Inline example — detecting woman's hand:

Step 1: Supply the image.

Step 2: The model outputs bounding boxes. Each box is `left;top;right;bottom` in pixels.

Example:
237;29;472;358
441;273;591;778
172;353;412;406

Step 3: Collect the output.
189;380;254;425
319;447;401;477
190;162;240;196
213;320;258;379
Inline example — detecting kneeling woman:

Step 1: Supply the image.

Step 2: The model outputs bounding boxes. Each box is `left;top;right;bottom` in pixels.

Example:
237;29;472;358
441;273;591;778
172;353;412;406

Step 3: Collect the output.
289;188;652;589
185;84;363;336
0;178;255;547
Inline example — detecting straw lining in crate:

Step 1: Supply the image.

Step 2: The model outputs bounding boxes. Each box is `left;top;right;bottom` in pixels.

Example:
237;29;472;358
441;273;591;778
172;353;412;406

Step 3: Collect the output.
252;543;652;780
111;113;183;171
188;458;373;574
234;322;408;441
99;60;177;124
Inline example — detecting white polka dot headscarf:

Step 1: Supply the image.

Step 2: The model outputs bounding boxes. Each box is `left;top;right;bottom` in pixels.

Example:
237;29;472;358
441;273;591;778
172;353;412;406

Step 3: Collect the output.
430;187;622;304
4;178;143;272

--

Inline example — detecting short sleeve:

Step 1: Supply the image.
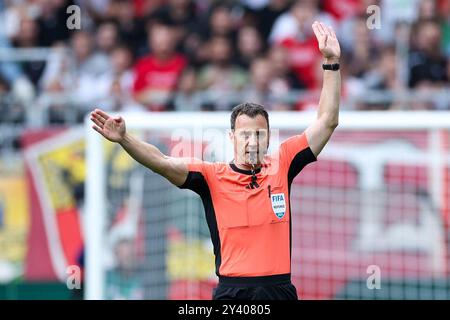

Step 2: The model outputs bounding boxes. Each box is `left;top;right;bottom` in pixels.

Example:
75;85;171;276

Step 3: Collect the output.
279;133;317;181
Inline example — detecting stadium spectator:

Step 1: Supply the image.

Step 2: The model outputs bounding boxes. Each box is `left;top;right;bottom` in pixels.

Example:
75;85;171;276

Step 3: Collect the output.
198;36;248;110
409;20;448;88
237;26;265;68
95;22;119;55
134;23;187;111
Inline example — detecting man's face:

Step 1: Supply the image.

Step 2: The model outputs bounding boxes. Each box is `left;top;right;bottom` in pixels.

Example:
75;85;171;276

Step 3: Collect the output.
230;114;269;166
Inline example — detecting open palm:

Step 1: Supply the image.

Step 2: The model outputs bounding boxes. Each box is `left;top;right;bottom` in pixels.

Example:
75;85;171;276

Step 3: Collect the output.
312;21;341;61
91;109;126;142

▶ _Exercise details_
Print the rows again without any change, starting with the line that contains "Inline example — detecting woman's" and going on through the line that contains "190;162;240;196", both lines included. Reproduce only those lines.

▶ _Output below_
Inline example — detecting woman's hand:

Step 1: Supply the image.

Step 2: The model outputs bounding boxes. Each box is `left;top;right;bottom` in pixels.

Example:
237;29;472;358
441;273;591;778
172;353;412;406

Step 3: Collect the output.
189;380;254;425
319;447;401;477
190;162;240;196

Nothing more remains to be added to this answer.